=== EXERCISE GOAL ===
Starting from the line that holds "Query: life vest", print each remaining line of the entries exactly, ending with the last.

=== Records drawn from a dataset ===
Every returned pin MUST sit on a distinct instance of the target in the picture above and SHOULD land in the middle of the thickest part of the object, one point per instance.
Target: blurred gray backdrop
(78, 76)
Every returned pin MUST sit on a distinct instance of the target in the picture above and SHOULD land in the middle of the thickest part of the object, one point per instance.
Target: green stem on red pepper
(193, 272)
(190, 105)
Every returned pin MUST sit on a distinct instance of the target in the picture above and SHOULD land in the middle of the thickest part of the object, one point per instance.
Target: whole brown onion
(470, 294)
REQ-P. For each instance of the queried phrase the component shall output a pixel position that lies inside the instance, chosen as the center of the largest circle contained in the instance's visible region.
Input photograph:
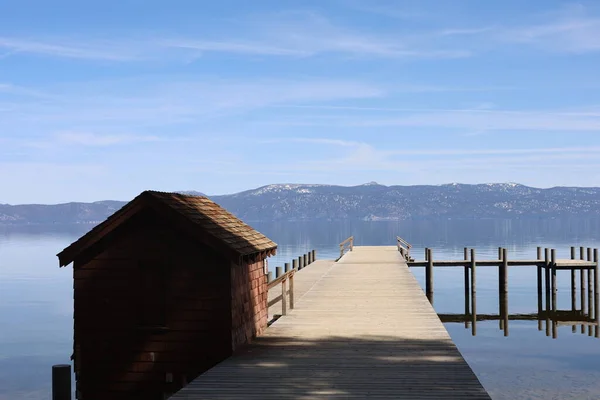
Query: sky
(104, 99)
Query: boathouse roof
(199, 215)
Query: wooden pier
(362, 329)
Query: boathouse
(164, 289)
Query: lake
(36, 299)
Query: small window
(152, 310)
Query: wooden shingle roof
(199, 212)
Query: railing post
(283, 297)
(61, 382)
(292, 291)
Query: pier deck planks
(363, 330)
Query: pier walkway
(362, 329)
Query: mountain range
(371, 201)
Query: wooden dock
(362, 329)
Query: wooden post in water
(61, 382)
(540, 290)
(284, 297)
(467, 289)
(583, 286)
(500, 289)
(473, 294)
(596, 296)
(590, 291)
(554, 322)
(429, 276)
(505, 289)
(547, 287)
(573, 289)
(291, 291)
(504, 306)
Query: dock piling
(540, 289)
(504, 289)
(473, 294)
(283, 297)
(547, 287)
(467, 289)
(429, 276)
(61, 382)
(596, 296)
(573, 289)
(583, 286)
(590, 291)
(554, 290)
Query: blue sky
(101, 100)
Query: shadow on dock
(335, 367)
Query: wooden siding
(115, 355)
(364, 330)
(248, 302)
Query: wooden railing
(347, 244)
(403, 247)
(283, 280)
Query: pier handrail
(346, 244)
(283, 280)
(403, 247)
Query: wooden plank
(365, 329)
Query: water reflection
(549, 317)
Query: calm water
(36, 299)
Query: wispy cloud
(468, 119)
(573, 29)
(69, 48)
(93, 139)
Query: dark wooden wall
(117, 355)
(248, 302)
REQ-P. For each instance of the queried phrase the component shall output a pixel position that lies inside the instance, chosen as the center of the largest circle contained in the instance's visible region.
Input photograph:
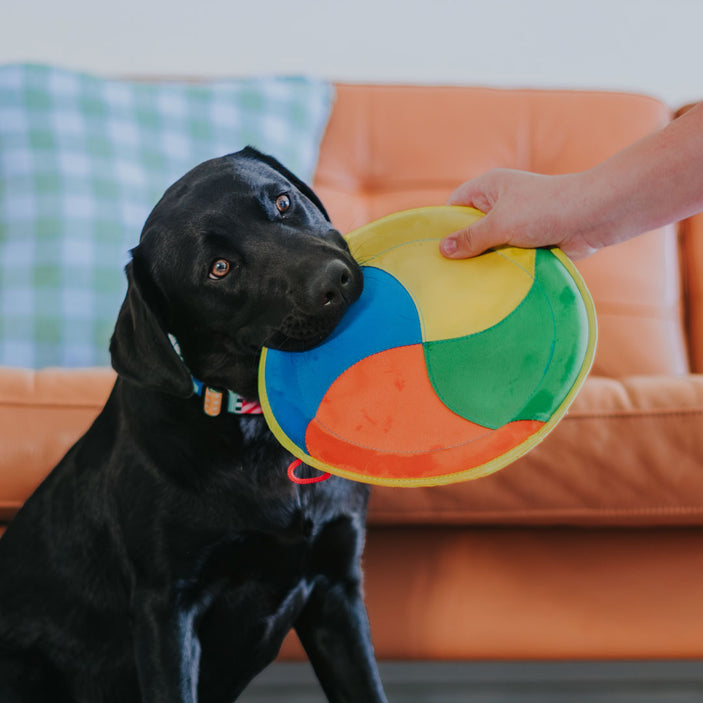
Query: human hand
(523, 210)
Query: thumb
(470, 241)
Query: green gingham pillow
(82, 162)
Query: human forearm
(657, 180)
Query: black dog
(168, 554)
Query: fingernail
(448, 246)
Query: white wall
(650, 46)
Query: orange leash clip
(304, 481)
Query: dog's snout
(336, 284)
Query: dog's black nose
(335, 284)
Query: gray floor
(497, 682)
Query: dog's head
(238, 254)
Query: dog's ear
(140, 347)
(303, 187)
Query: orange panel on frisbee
(443, 370)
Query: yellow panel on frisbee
(444, 370)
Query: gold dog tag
(212, 403)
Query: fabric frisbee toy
(443, 370)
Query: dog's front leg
(166, 649)
(334, 630)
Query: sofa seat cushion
(628, 453)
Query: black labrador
(168, 554)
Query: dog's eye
(219, 269)
(283, 203)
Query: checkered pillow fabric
(82, 162)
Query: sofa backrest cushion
(391, 148)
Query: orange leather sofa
(590, 546)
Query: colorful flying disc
(443, 370)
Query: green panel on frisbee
(444, 370)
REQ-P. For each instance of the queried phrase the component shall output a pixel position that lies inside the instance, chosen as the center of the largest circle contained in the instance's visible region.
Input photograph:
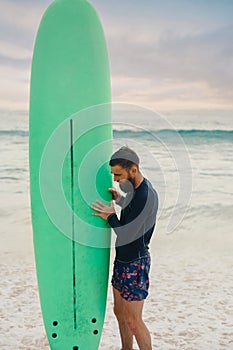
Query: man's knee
(118, 311)
(133, 323)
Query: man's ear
(134, 170)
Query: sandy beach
(190, 305)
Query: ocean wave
(169, 133)
(143, 133)
(11, 133)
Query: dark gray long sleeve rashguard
(137, 222)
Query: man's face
(125, 177)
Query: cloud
(194, 66)
(168, 54)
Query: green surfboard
(69, 148)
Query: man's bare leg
(133, 315)
(125, 332)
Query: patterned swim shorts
(132, 279)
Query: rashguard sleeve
(135, 220)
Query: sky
(166, 55)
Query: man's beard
(127, 185)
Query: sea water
(187, 159)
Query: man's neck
(138, 180)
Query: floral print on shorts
(132, 279)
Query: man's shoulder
(146, 189)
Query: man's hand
(115, 195)
(104, 211)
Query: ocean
(188, 162)
(188, 159)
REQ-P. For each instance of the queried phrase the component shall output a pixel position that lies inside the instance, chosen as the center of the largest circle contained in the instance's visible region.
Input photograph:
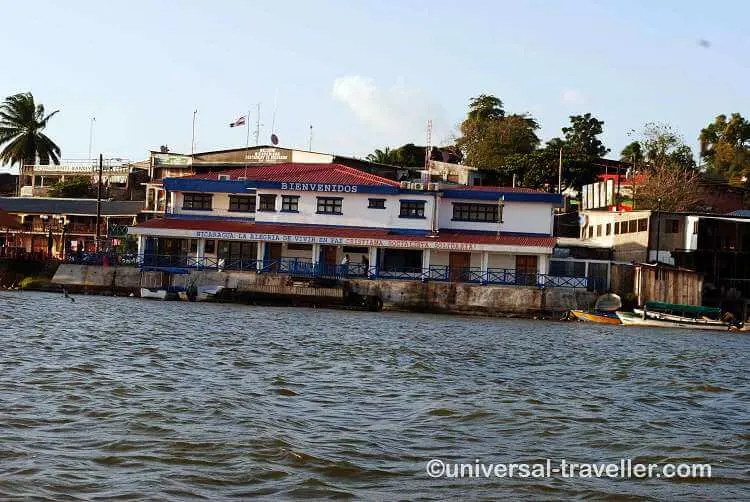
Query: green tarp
(682, 309)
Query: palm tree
(21, 125)
(385, 156)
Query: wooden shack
(669, 284)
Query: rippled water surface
(121, 397)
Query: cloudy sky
(367, 74)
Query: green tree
(670, 179)
(73, 187)
(581, 149)
(21, 124)
(632, 153)
(725, 144)
(663, 146)
(489, 137)
(384, 156)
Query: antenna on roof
(257, 127)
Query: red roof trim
(302, 173)
(345, 232)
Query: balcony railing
(305, 268)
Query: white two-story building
(332, 219)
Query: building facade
(58, 228)
(299, 217)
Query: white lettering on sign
(268, 155)
(308, 239)
(318, 187)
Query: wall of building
(627, 247)
(355, 211)
(520, 217)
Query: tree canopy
(73, 186)
(670, 179)
(725, 144)
(21, 124)
(490, 137)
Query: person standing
(345, 265)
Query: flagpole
(247, 140)
(192, 144)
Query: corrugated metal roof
(350, 232)
(51, 205)
(338, 174)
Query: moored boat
(671, 315)
(604, 311)
(596, 317)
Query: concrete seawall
(475, 299)
(522, 301)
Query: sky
(367, 74)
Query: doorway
(458, 264)
(274, 255)
(526, 269)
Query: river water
(124, 398)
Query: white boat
(635, 319)
(668, 315)
(202, 293)
(154, 293)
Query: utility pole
(257, 127)
(192, 143)
(91, 137)
(97, 244)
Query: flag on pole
(240, 121)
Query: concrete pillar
(316, 253)
(141, 244)
(261, 255)
(542, 268)
(485, 265)
(425, 264)
(374, 265)
(200, 253)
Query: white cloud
(573, 97)
(395, 115)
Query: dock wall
(523, 301)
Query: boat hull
(598, 318)
(635, 319)
(154, 293)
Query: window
(197, 201)
(290, 203)
(475, 212)
(242, 203)
(329, 205)
(210, 247)
(299, 247)
(412, 209)
(267, 202)
(565, 268)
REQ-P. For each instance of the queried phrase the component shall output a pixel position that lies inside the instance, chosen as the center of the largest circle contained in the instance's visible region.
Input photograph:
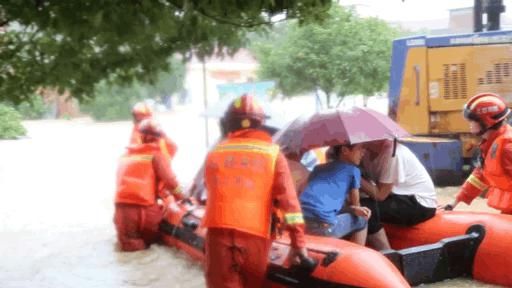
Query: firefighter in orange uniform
(245, 175)
(487, 114)
(140, 112)
(141, 170)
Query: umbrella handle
(394, 147)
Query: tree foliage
(73, 45)
(342, 55)
(10, 123)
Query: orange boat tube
(493, 260)
(341, 263)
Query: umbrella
(356, 125)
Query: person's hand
(178, 196)
(447, 207)
(297, 254)
(362, 211)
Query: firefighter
(245, 175)
(140, 112)
(141, 171)
(487, 114)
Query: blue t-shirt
(327, 188)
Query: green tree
(10, 123)
(342, 55)
(168, 82)
(73, 45)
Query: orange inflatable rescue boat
(493, 259)
(340, 263)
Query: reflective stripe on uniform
(246, 148)
(163, 148)
(138, 157)
(477, 183)
(293, 218)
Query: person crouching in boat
(487, 114)
(245, 175)
(140, 171)
(399, 187)
(328, 187)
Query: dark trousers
(396, 209)
(235, 259)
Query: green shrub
(35, 108)
(10, 123)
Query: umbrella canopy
(356, 125)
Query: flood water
(57, 187)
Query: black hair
(336, 151)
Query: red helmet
(141, 110)
(150, 127)
(245, 107)
(487, 109)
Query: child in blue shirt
(329, 186)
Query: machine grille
(455, 81)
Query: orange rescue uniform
(245, 176)
(137, 214)
(496, 173)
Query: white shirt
(405, 172)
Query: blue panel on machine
(441, 157)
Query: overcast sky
(413, 10)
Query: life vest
(239, 175)
(499, 195)
(136, 181)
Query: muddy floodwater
(56, 191)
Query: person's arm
(354, 197)
(354, 206)
(285, 197)
(171, 146)
(165, 175)
(507, 159)
(472, 188)
(378, 192)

=== REPLY ===
Query: life vest
(239, 175)
(499, 195)
(136, 181)
Query: muddy floodwater
(56, 191)
Query: person's arm
(354, 197)
(354, 206)
(285, 197)
(171, 146)
(165, 175)
(507, 159)
(472, 188)
(378, 192)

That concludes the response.